# Text for analysis
+++++
High throughput, spatially-resolved proteomic analysis of a human brain tumour

Simon Davis - Target Discovery Institute


Tissue-based proteomics approaches often lack spatial resolution and the data generated gives little to no knowledge about the heterogeneity of the tissue structure. The isolation of cells of a single phenotype or small regions of tissue can ease the signal averaging issues seen when taking ‘bulk’ measurements of diverse cell populations. Here we apply a sensitive, spatially resolved workflow for the proteomic analysis of a tumour to identify proteins that display spatial expression patterns within the tissue in an unsupervised manner.


We used laser capture microdissection (LCM) to isolate tissue voxels from a human brain tumour obtained post-mortem in a raster pattern. Captured voxels were proteolytically digested with trypsin and peptides analysed by LC-MS/MS on an Orbitrap Fusion Lumos using 60-minute gradients (‘low throughput’) or on a TimsTOF Pro coupled to an Evosep One using 11.5-minute gradients (‘high throughput’). Data were searched in MaxQuant using match between runs. The generated spatial proteomic data were tested for spatial expression trends across the sampled area using spatially aware statistical methods.

Preliminary Data

We identified approximately 4000 and 2000 proteins in total from the low throughput (60-minute gradient) and high throughput (11.5-minute gradient) approaches respectively, with batch run times of 8 days and 1 day. The regions sampled included the tumour solid core, brain/tumour interface and blood vessels. Using a permutation test for Moran’s I, a measure of spatial autocorrelation, 526 and 273 proteins were identified as displaying significant evidence of spatial autocorrelation in their spatial expression profiles. These proteins include examples of blood proteins, tumour and neuronal markers and these proteins show an enrichment of Gene Ontology terms related to tumour and vascular biology.

Novel Aspect

Identification of spatially expressed proteins within heterogeneous tissue using an unsupervised spatial analysis approach.
+++++
# Saved data entries
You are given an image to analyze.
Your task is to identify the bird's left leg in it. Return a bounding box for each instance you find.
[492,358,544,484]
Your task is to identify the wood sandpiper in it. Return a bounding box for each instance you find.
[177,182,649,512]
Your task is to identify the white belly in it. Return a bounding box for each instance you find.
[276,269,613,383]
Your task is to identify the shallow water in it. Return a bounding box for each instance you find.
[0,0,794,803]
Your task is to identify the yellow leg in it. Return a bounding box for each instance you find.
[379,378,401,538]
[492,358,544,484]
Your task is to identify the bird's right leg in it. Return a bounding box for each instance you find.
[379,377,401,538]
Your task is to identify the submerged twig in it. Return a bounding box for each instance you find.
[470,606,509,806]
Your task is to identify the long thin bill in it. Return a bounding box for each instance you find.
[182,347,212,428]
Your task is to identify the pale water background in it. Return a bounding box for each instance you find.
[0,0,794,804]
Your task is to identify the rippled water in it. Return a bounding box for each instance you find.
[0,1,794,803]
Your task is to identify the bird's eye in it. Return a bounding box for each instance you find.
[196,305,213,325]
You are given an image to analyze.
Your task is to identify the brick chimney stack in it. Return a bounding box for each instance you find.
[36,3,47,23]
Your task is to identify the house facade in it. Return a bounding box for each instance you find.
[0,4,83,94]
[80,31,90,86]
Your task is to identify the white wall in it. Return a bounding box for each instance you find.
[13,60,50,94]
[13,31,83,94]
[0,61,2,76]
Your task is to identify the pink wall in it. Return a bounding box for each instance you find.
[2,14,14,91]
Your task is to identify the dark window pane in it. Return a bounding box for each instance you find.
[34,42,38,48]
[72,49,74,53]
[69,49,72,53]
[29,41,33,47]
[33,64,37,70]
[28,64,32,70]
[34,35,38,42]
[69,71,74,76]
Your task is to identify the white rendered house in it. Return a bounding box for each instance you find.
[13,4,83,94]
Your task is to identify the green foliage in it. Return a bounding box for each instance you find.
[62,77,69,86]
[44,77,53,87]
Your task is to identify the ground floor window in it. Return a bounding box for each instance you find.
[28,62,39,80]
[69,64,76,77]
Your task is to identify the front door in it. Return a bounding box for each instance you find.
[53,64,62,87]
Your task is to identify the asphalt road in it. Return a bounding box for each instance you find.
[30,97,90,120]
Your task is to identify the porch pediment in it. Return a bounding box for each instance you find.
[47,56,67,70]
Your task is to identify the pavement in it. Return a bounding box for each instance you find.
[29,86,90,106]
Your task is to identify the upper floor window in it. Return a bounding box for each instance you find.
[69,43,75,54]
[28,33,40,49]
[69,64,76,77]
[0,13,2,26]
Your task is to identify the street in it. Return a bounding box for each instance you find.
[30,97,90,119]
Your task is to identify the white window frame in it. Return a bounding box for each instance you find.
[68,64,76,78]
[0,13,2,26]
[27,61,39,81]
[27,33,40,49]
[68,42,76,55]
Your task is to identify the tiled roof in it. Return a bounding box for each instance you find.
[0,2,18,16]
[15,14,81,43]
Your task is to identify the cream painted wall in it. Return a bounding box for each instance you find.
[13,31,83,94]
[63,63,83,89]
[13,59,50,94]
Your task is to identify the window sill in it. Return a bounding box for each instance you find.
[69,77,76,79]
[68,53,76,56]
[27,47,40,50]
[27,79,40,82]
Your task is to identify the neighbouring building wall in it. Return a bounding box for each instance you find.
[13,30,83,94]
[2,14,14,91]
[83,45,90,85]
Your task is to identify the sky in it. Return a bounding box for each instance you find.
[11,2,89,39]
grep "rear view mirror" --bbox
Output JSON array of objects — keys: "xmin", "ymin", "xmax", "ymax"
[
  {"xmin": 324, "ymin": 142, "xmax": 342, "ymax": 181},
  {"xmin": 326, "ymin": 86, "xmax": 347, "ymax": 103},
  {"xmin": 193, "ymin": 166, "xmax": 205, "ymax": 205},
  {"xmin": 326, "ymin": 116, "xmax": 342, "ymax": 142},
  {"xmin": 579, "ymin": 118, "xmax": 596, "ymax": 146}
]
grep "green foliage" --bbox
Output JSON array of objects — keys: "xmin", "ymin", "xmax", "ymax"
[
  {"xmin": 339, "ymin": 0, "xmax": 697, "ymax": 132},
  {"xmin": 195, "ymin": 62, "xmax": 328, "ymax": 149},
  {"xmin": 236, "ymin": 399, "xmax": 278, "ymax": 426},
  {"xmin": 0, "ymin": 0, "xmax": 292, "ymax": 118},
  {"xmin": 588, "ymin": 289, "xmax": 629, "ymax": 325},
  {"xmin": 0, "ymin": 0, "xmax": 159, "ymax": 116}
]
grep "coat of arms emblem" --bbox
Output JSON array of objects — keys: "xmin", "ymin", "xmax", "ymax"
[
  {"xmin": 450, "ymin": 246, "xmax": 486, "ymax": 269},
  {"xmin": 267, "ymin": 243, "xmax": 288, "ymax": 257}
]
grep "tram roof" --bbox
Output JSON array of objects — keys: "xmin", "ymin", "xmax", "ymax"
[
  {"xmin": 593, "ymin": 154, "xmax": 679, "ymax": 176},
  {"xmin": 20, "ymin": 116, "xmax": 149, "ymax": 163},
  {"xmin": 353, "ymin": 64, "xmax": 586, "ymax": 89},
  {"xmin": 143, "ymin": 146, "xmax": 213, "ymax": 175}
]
+++++
# Your tasks
1 - Transcribe the part of the brain tumor proteomics text that begins with "Preliminary Data" and ends with "spatial analysis approach.".
2 - Answer these questions from the brain tumor proteomics text.
(a) Which instrument, coupled to an Evosep One, was used for the high throughput analysis?
(b) In which software were the data searched?
(c) About how many proteins in total were identified with the low throughput approach?

# Responses per task
1 -
Preliminary Data

We identified approximately 4000 and 2000 proteins in total from the low throughput (60-minute gradient) and high throughput (11.5-minute gradient) approaches respectively, with batch run times of 8 days and 1 day. The regions sampled included the tumour solid core, brain/tumour interface and blood vessels. Using a permutation test for Moran’s I, a measure of spatial autocorrelation, 526 and 273 proteins were identified as displaying significant evidence of spatial autocorrelation in their spatial expression profiles. These proteins include examples of blood proteins, tumour and neuronal markers and these proteins show an enrichment of Gene Ontology terms related to tumour and vascular biology.

Novel Aspect

Identification of spatially expressed proteins within heterogeneous tissue using an unsupervised spatial analysis approach.

2 -
(a) A TimsTOF Pro
(b) MaxQuant
(c) Approximately 4000